→ **Task directions**
Collect every line in the rows below that contains the string "bridge", matching case exactly.

→ **Records for the exercise**
* begin *

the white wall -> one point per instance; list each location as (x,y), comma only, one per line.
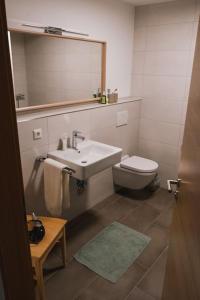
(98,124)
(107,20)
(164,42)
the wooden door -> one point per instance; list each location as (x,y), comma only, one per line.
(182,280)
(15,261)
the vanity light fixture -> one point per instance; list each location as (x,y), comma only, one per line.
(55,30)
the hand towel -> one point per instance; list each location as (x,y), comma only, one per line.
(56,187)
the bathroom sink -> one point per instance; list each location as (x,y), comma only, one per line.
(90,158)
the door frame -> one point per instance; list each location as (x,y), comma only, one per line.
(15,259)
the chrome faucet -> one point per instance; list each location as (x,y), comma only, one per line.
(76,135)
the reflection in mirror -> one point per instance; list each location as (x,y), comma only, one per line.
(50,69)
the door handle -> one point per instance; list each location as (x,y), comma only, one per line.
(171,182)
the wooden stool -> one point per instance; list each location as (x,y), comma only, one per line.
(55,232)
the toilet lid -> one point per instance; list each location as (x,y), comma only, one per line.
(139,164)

* end *
* begin *

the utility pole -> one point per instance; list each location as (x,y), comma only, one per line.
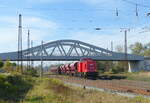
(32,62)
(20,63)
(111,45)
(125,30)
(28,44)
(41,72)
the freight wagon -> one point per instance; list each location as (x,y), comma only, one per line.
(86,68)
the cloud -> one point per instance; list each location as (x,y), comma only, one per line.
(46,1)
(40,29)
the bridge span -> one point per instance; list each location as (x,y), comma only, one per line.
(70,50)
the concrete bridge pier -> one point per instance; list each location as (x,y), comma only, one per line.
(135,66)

* end *
* begin *

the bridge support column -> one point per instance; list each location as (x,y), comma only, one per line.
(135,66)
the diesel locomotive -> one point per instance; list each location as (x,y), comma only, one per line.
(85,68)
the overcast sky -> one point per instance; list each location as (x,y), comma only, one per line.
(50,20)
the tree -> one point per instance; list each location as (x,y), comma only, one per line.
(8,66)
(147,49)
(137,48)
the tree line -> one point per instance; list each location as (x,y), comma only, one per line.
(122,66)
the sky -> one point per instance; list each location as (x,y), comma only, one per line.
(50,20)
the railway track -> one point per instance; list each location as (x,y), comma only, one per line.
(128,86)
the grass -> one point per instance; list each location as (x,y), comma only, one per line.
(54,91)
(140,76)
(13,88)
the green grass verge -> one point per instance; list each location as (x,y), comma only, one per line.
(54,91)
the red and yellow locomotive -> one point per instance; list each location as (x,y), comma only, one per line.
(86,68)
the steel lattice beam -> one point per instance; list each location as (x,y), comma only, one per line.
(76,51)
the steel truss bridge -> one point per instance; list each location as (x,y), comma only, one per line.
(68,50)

* end *

→ **Output of the task**
the bridge span -> one point per instance; list each location as (x,y), comma only, one per line.
the concrete bridge pier -> one point per instance; list each location as (x,y), comma only, one per line.
the bridge support column -> one point per instance; list each location as (x,y), comma only, one per line.
the steel truss bridge -> one point per instance; list each location as (x,y), comma only, one per line.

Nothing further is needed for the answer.